INSTRUCTION A: In the text on luxury travel, which hotel created a suite that is completely free of animal products?

TEXT PROVIDED:
○ ○ ○ ○ ○ ○ ○

For some, luxury will mean a stay at the new Lux North Male Atoll resort in the Maldives, which, in a departure from the thatched villas traditionally found in the archipelago’s resorts, has rooms styled to look like super-yachts.
For Hayley Skirka, who travelled deep into the Brazilian Amazon to spend one night under the jungle’s majestic canopy, the greatest luxury was being able to wander far off the beaten track and experience one of the planet’s last unexplored frontiers.
For many travellers, food will be the highlight of a trip, so John Brunton serves up a gastronomic journey that highlights the most exciting additions to the Michelin Guide France 2019.
Meanwhile, for those who have adopted veganism, it will be a luxury to know that they can now stay in a hotel room that supports their lifestyle choice – the Hilton London Bankside Hotel has created a suite that, from the key card to the pillows to the furniture and even the ink in the pens, is completely free of animal products.
Adriaane Pielou’s shopping trip to Los Angeles yields plenty of little luxuries. She scours the designer stores of Beverly Hills’ Rodeo Drive, the Disney-esque open-air mall that is The Grove, and the vintage boutiques of Melrose Avenue to bring us a definitive guide to the city’s sprawling, multifaceted retail scene.
And at the other end of the spectrum, Leon McCarron, who cycled 22,530 kilometres from New York to Hong Kong, walked the length of China and rode across Patagonia on horseback, maintains that, in actual fact, the greatest luxury of all is knowing that you “have everything you need to survive in a small backpack”.

○ ○ ○ ○ ○ ○ ○

Lines of data:
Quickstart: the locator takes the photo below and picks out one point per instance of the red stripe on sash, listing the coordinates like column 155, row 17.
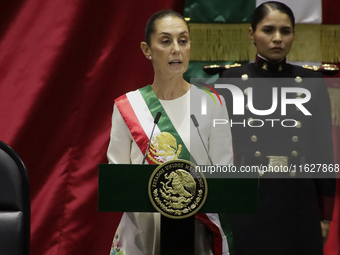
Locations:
column 133, row 124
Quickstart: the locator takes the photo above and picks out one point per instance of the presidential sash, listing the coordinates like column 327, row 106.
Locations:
column 138, row 109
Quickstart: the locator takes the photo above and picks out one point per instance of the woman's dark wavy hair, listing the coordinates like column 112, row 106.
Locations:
column 150, row 25
column 263, row 10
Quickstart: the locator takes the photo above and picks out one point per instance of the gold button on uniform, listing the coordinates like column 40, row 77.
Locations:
column 298, row 79
column 295, row 139
column 292, row 173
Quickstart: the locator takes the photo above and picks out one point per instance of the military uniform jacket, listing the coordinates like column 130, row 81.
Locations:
column 290, row 209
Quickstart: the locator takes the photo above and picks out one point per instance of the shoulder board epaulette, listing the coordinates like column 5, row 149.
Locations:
column 325, row 69
column 215, row 69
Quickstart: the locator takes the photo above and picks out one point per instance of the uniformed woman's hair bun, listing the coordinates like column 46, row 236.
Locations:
column 265, row 8
column 150, row 25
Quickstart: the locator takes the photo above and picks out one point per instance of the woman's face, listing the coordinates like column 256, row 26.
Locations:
column 273, row 36
column 170, row 47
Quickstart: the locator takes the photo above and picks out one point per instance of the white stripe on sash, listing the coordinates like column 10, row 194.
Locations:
column 142, row 112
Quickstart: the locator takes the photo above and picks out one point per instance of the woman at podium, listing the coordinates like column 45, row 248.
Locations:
column 167, row 47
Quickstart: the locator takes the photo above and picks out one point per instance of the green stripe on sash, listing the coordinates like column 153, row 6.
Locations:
column 164, row 123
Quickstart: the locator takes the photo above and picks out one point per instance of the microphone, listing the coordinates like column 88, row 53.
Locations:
column 194, row 120
column 158, row 115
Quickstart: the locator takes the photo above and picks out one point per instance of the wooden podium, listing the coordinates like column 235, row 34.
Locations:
column 225, row 195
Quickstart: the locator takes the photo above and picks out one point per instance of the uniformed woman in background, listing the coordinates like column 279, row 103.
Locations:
column 290, row 209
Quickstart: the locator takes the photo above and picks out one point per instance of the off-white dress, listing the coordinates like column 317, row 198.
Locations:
column 139, row 233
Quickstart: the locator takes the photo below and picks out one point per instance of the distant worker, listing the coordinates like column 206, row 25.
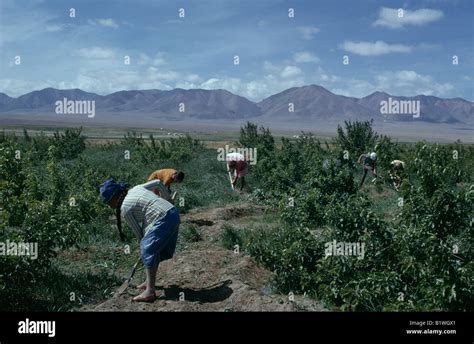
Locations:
column 396, row 170
column 237, row 166
column 167, row 176
column 369, row 162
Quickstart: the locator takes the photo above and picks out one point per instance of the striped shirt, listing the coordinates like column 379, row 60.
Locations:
column 141, row 207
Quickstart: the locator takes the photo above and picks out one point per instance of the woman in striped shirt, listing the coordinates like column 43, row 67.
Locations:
column 154, row 220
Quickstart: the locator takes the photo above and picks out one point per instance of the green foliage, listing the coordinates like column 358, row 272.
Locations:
column 69, row 144
column 178, row 149
column 420, row 261
column 357, row 138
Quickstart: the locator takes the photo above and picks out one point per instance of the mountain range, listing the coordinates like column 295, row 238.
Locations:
column 309, row 104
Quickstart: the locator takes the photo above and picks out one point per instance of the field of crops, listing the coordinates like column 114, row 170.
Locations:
column 417, row 241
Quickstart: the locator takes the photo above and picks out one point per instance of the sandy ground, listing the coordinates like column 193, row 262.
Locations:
column 204, row 276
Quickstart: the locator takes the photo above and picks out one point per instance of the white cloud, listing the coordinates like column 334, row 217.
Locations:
column 96, row 53
column 308, row 32
column 291, row 72
column 374, row 48
column 305, row 57
column 393, row 19
column 106, row 22
column 55, row 28
column 157, row 60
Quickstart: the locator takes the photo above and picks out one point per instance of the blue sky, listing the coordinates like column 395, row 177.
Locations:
column 402, row 56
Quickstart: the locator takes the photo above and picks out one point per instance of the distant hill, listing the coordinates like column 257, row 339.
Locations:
column 310, row 104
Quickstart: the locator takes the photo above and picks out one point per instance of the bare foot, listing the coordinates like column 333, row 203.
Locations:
column 142, row 286
column 145, row 297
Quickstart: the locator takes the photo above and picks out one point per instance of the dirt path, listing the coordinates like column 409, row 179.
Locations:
column 204, row 276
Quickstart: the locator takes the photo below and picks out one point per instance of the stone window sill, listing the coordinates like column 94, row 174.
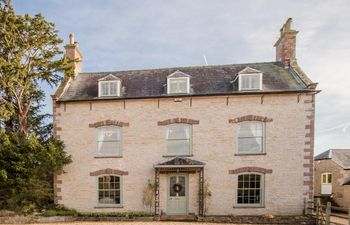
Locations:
column 103, row 157
column 248, row 206
column 248, row 154
column 108, row 206
column 166, row 156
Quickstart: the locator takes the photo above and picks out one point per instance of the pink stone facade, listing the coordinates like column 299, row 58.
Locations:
column 287, row 163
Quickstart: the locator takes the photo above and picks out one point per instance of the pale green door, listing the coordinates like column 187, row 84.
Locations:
column 177, row 195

○ ○ ○ ○ ○ ○ ○

INSTRUCTION B: Format the stretch of the records from the line that contains "94, row 174." through the line that contains "column 166, row 156" as a numbered list, omitting blank lines. Leave the pictures out of the answer.

RESULT A: The Hilton London Bankside Hotel.

RESULT B:
1. Quickstart: the locator takes the photo below and picks out one point per instance of the stone window sill, listing the coordinates like column 94, row 174.
2. Locations:
3. column 103, row 157
4. column 248, row 206
5. column 248, row 154
6. column 108, row 206
7. column 166, row 156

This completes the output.